* PROBLEMS TO WORK ON *
1) Answer these questions from the AgK114 text.
(a) During what time window is AgK114 expression induced at the edge keratinocytes in the murine excisional wound model?
(b) What antibody was prepared to study the tissue distribution of AgK114 in healthy adult mice?
(c) In which cells of the anterior pituitary was dual expression of AgK114 and growth hormone found?
2) Return the portion of the AgK114 text starting with "Distribution of a" and going on through "anterior pituitary cells.".
3) Resume the AgK114 text after its final sentence, and keep writing in the same style.

* PASSAGE *
--

The effect of AgK114 on wound healing.

AgK114 is a newly isolated membrane-associated protein which is expressed on keratinocytes. Its expression is restricted to dermal sheath cells near sebaceous glands in normal skin. However, it is transiently induced by UV exposure or injury stimulation (Tatefuji T. et al., Biol. Pharm. Bull., 27, 1742-1749, 2004). Thus, the expression pattern of AgK114 suggested its potential role in wound healing response. We report here that expression of AgK114 is induced in the initial 24 h at the edge keratinocytes during keratinocyte migration, followed by disappearance once epithelialization is completed in the murine excisional wound model. We also demonstrate that exogenous recombinant mouse AgK114FL promoted wound healing process. Mouse AgK114FL up-regulated pro-matrix-metalloproteinase-9, vascular endothelial growth factor, transforming growth factor-beta, IL-6, and IL-1beta production in the early stage of wound tissue. Moreover, mouse AgK114FL induced the matrix-metalloproteinase-9 activity of wound fibroblasts prepared from impaired skin in the presence of proinflammatory cytokines. These results suggest that the AgK114 participates in the wound response during the healing process, and promotes wound repair.

Distribution of a novel protein AgK114 expression in the normal tissues of adult mice: dual expression of AgK114 and growth hormone in anterior pituitary cells.

The novel antigen K114 (AgK114) has been previously identified in normal hamster skin, and its expression has been up-regulated accompanying tissue damages of the skin, although there is no information on its biological functions. To determine the physiological role of AgK114, we prepared anti-mouse AgK114 monoclonal antibody and studied its tissue distribution in healthy adult mice by immunocytochemistry. A widespread and unique expression of AgK114 peptide was found in the selected organs of various systems (hair follicle cells and sebaceous gland of skin, ciliated epithelial cells of trachea and bronchial tube, striated portion of submandibular gland, distal convoluted tubule cells of kidney, ciliated epithelial cells of oviduct, medulla of adrenal gland and anterior lobe of pituitary gland). Interestingly, dual expression of AgK114 peptide and growth hormone in somatotrophs was found in anterior lobe of pituitary gland by double immunocytochemistry. AgK114 peptide was expressed widely in many regionally well-defined cellular systems in various peripheral tissues, suggesting that AgK114 peptide may have some roles of physiological functions in these organs. The data from our current study have provided a rationale for further studies of functional roles of AgK114 peptide in a variety of organs or tissues under physiological conditions.

--

* EXTRACTED MATERIAL *

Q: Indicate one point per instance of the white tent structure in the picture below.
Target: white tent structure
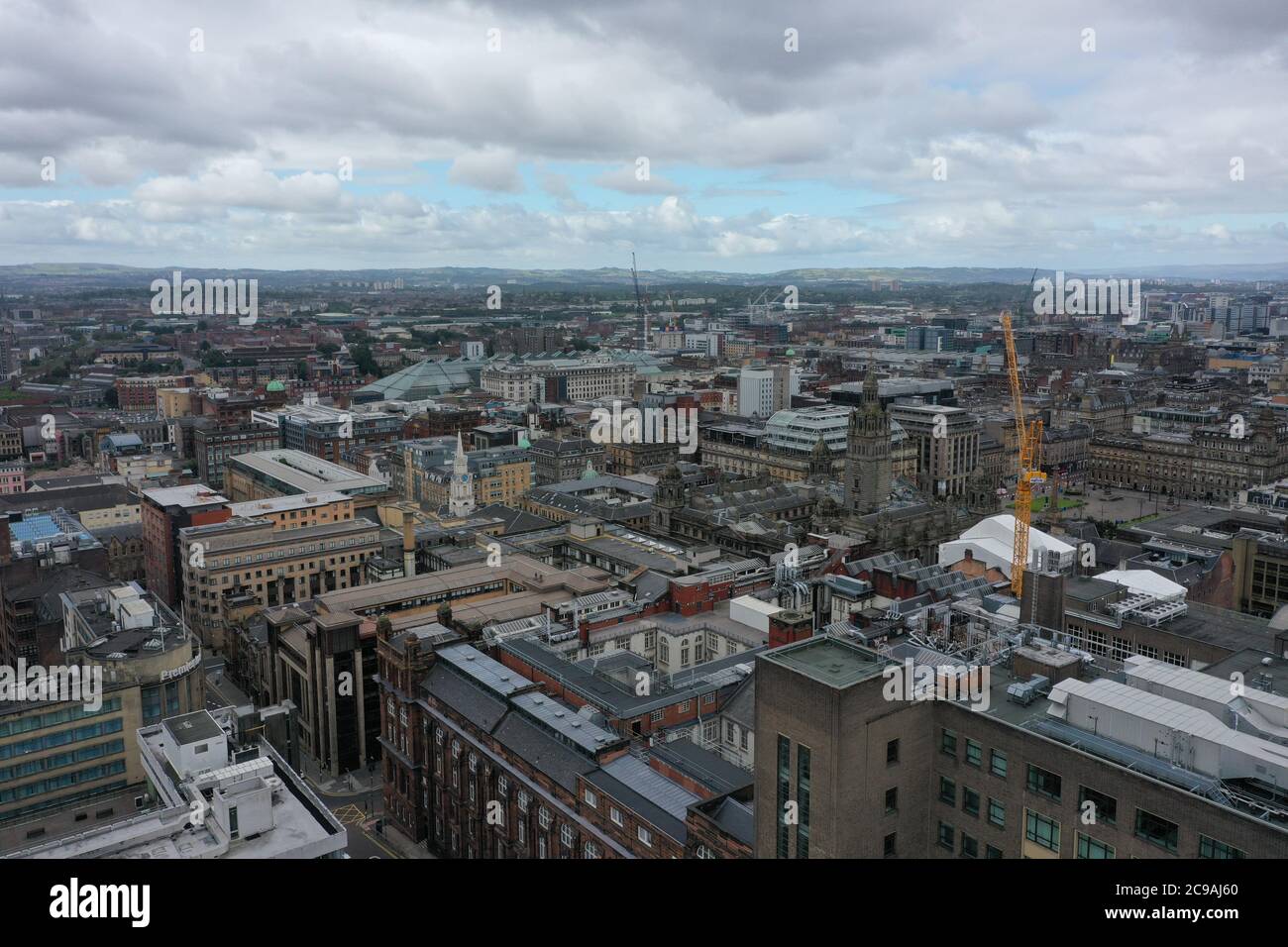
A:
(992, 540)
(1145, 582)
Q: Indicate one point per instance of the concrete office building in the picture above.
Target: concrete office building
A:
(842, 772)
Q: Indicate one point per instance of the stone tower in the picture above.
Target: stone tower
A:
(462, 497)
(982, 497)
(668, 497)
(867, 453)
(819, 462)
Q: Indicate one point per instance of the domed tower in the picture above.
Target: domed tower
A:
(867, 451)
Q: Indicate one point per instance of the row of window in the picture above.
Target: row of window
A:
(1095, 806)
(60, 738)
(38, 722)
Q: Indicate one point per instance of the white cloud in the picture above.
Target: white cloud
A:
(1055, 157)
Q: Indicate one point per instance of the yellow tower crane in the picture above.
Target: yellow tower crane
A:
(1028, 437)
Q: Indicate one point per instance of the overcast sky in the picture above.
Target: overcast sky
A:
(965, 133)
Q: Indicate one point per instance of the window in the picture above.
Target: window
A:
(997, 763)
(785, 788)
(1155, 830)
(1103, 808)
(1041, 830)
(1043, 783)
(1094, 848)
(1211, 848)
(803, 787)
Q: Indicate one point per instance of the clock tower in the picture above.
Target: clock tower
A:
(462, 502)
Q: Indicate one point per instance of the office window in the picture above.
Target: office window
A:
(803, 787)
(1155, 830)
(997, 763)
(1094, 848)
(1042, 830)
(1103, 808)
(785, 788)
(1043, 783)
(1211, 848)
(947, 789)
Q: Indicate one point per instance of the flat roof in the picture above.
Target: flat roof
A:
(828, 661)
(278, 504)
(192, 728)
(304, 472)
(189, 495)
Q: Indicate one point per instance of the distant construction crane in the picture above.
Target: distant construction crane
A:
(1028, 436)
(640, 303)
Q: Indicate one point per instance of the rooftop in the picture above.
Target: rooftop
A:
(828, 661)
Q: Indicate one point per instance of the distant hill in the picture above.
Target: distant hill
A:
(89, 275)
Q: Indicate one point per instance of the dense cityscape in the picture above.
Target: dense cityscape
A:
(475, 431)
(645, 571)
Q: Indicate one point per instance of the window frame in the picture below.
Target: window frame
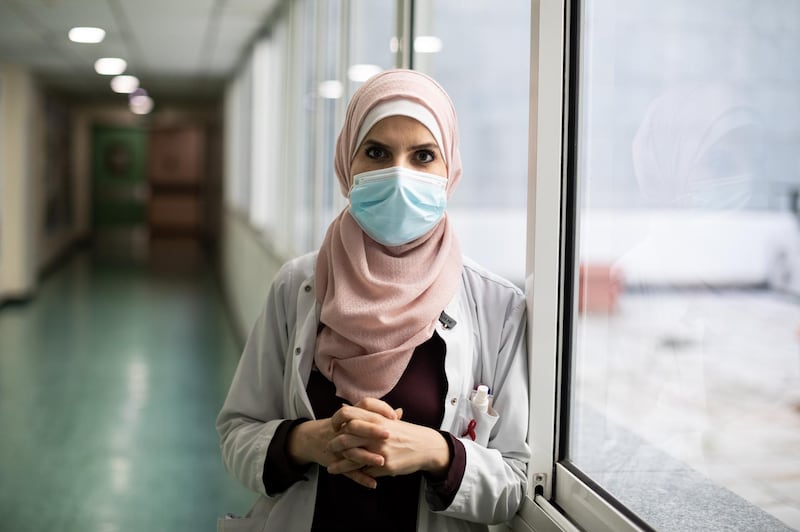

--

* ANSWERS FOR THE TASKS *
1)
(a) The initial 24 h.
(b) An anti-mouse AgK114 monoclonal antibody.
(c) Somatotrophs.

2)
Distribution of a novel protein AgK114 expression in the normal tissues of adult mice: dual expression of AgK114 and growth hormone in anterior pituitary cells.

3)
Identification of the novel membrane-associated protein AgK114 on hamster keratinocytes recognized by a monoclonal antibody K114.

We have established a monoclonal antibody K114 (mAbK114) against hamster keratinocytes. The mAbK114 recognizes a 50-95 kDa cell-surface protein that is expressed restrictedly in the dermal sheath cells near the bulge area of the hair follicle and in the differentiated sebocytes of the normal adult hamster skin. Upon being cultured in vitro, however, the keratinocytes strongly and transiently expressed this novel K114 antigen (AgK114) in spite of low expression level of AgK114 by the freshly prepared keratinocytes. The cDNA of AgK114 was isolated by expression cloning using mAbK114. Sequence analysis revealed that it had 242 amino acid residues with a signal peptide at the N terminus, potential six N-glycosylation sites, a characteristic repetitive threonine rich domain, and a possible glycosylphosphatidylinositol (GPI) anchoring site near the C terminus. We examined various conditions in which expression of AgK114 was enhanced in vivo. Interestingly, AgK114 molecule was expressed accompanying tissue damages of the skin. It was transiently induced in basal epidermal keratinocytes after UV exposure. In addition, AgK114 was also induced in elongating edge epidermal keratinocytes during tissue regeneration after an excised wounding. These results suggest that AgK114 is involved in the recovering process from injury.